> Exercise task 1
Quote the car transporter passage word for word, beginning at the words "According to a" and stopping after the words "could yield $4,000.".
> Exercise task 2
List every dollar amount that appears in the car transporter passage.
> Exercise task 3
Extend the car transporter passage by writing what comes after its final sentence.

>> Start Text excerpt

Car transporters, also known as automotive deliverers, are responsible for moving vehicles from one location to another. These workers often transport new cars from a factory to a dealership, or move vehicles between different dealerships. Car transporters typically drive special tractor-trailers that are designed to securely hold many cars stacked on top of each other. Some car transporters work as employees and are paid a salary, while others are self-employed and set their own rates.

Typical Income

According to a 2008 report by the Bureau of Labor Statistics, the median salary for tractor-trailer drivers such as car transporters is $18.97 per hour. The average annual income of these professional drivers is $39,450. Transport drivers who are self-employed are often able to set their own rates. JobMonkey.com states that independent vehicle transporters typically make between $300 and $400 for each car that is delivered. Transport trailers can hold around 10 cars, which means that a single delivery could yield $4,000.

>> End Text excerpt
>> Start Data lines

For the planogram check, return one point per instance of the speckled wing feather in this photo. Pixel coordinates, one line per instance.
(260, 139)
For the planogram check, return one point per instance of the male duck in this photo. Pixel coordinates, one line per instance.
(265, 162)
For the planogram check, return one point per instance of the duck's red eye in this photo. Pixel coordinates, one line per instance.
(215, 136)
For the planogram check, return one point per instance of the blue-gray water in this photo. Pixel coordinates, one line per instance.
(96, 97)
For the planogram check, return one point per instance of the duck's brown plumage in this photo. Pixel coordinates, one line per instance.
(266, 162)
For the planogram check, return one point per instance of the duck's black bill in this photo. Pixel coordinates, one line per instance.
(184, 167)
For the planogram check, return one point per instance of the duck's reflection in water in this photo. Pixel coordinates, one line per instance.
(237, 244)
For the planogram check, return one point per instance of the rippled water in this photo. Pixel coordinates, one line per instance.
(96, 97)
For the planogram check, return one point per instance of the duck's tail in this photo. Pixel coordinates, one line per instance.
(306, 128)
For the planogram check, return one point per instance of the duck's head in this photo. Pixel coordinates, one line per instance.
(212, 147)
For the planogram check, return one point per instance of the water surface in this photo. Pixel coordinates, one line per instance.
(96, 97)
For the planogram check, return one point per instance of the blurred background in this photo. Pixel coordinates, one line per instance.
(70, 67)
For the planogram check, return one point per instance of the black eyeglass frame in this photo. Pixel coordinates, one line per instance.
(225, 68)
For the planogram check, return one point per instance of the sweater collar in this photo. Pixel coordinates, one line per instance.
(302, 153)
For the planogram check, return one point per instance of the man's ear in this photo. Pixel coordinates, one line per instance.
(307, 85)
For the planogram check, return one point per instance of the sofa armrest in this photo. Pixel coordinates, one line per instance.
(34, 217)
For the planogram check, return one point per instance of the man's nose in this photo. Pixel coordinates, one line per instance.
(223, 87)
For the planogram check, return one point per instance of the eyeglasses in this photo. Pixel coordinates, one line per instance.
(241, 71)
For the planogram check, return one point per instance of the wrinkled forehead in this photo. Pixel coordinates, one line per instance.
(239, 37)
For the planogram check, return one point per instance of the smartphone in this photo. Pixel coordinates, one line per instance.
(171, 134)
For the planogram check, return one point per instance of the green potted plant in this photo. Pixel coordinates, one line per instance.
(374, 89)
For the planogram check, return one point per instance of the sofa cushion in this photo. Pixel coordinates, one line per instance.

>> End Data lines

> Written reply 1
According to a 2008 report by the Bureau of Labor Statistics, the median salary for tractor-trailer drivers such as car transporters is $18.97 per hour. The average annual income of these professional drivers is $39,450. Transport drivers who are self-employed are often able to set their own rates. JobMonkey.com states that independent vehicle transporters typically make between $300 and $400 for each car that is delivered. Transport trailers can hold around 10 cars, which means that a single delivery could yield $4,000.

> Written reply 2
$18.97
$39,450
$300
$400
$4,000

> Written reply 3
Income Variations

Several factors can affect the level of income earned by a vehicle transport truck driver. Many companies adjust the amount of pay based on the number of hours or miles driven. Cross country and other long-haul routes often provide high incomes, since a truck driver accrues more mileage during the trip. Additionally, some self-employed drivers must cover expenses such as maintenance, insurance, and fuel. Other drivers who work as employees may not need to pay these costs out of their own pocket.

Occupation Outlook

Incomes and job opportunities in the transport and truck driving profession are expected to grow in the foreseeable future, according to the BLS. Specifically, the Bureau predicts that employment will expand by nine percent between 2008 and 2018. Employment opportunities are expected to be best for drivers who are willing to work for long-haul and cross-country transport companies.